• Entries provided:
------------------------------------------------

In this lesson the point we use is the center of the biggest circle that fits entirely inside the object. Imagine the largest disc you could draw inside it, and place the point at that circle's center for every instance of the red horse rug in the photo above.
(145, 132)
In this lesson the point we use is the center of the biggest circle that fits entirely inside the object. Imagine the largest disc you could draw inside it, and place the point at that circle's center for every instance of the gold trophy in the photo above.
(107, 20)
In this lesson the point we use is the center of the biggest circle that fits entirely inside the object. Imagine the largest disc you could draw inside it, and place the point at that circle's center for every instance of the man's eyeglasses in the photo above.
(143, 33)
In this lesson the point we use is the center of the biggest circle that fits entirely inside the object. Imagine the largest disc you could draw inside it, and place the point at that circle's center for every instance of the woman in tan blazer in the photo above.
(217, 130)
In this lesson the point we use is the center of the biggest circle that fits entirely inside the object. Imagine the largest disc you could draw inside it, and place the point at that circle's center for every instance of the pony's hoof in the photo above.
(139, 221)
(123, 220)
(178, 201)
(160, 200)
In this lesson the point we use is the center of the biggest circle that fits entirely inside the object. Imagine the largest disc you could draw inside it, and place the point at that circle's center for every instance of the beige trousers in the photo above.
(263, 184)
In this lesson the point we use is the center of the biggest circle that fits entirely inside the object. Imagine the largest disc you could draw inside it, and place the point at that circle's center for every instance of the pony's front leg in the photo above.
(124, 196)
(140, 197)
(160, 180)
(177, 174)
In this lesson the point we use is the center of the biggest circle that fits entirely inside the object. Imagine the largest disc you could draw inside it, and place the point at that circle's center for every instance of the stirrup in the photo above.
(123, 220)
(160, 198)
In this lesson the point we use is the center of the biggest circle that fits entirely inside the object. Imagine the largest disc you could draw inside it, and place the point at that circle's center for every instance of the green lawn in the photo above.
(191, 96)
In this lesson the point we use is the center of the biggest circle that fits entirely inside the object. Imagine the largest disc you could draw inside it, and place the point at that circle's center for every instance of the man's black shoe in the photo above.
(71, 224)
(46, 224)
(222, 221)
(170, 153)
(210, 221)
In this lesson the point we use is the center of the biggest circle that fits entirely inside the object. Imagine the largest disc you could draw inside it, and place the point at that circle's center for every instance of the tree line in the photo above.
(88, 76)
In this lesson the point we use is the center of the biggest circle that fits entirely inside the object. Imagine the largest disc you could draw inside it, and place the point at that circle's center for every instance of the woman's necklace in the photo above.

------------------------------------------------

• What you will do:
Every record above should be output exactly.

• Answer to the task:
In this lesson the point we use is the center of the biggest circle that fits entirely inside the object. Imagine the largest disc you could draw inside it, and place the point at that circle's center for every instance of the red horse rug in the photo above.
(145, 132)
In this lesson the point we use is the center of the biggest circle that fits entirely inside the object. Imagine the largest disc you could draw inside it, and place the point at that circle's center for every instance of the gold trophy in the photo above.
(107, 20)
In this lesson the point we use is the center of the biggest circle that fits entirely inside the object. Imagine the largest disc you could draw inside it, and place the point at that circle's center for every instance of the man's eyeglasses in the photo above.
(143, 33)
In this lesson the point we use is the center of the biggest circle that fits entirely inside the object. Imagine the largest disc you could draw inside it, and place the point at that circle's center for every instance of the woman in tan blazer in the photo above.
(217, 130)
In this lesson the point we use is the center of the biggest circle that fits entirely inside the object. Imagine the largest disc you could draw inside it, and place the point at that circle's center for every instance of the pony's hoof in the photo above.
(139, 221)
(123, 220)
(178, 201)
(160, 200)
In this lesson the point we use is the center of the biggest circle that fits entirely inside the object. Imagine the largest disc you could draw inside it, and place the point at that circle's center for every instance of the beige trousers in the photo above.
(263, 184)
In this lesson the point we use is the center of the biggest circle that fits entirely inside the object. Imagine the largest disc you could draw inside it, and place the point at that circle's center for every instance of the pony's front leg in the photo above.
(124, 196)
(140, 197)
(160, 180)
(177, 174)
In this lesson the point we use is the center of the biggest circle that fits entirely inside the object. Imagine the largest disc you could draw inside it, and place the point at that circle's center for every instance of the stirrup in the photo above.
(123, 220)
(160, 198)
In this lesson the point we use is the center of the biggest circle that fits entirely inside the object. Imagine the largest disc you could draw inside it, and place the point at that circle's center for every instance of the green lawn in the photo above.
(191, 96)
In this lesson the point we use is the center of the biggest circle that fits entirely inside the object. Imagine the largest disc you could draw inside it, and place the point at that circle's center for every instance of the man's black shoe in the photo above.
(71, 224)
(46, 224)
(222, 221)
(170, 153)
(210, 221)
In this lesson the point we use is the center of the biggest circle that fits entirely inside the object. Imagine the largest disc you could draw inside it, and place the point at that circle's center for every instance of the tree line in the photo above.
(88, 76)
In this lesson the point we use is the center of the biggest circle that fits entirely inside the object. Imagine the largest disc you could draw inside it, and place the point at that circle's center for every instance of the woman's necklace in the photo above.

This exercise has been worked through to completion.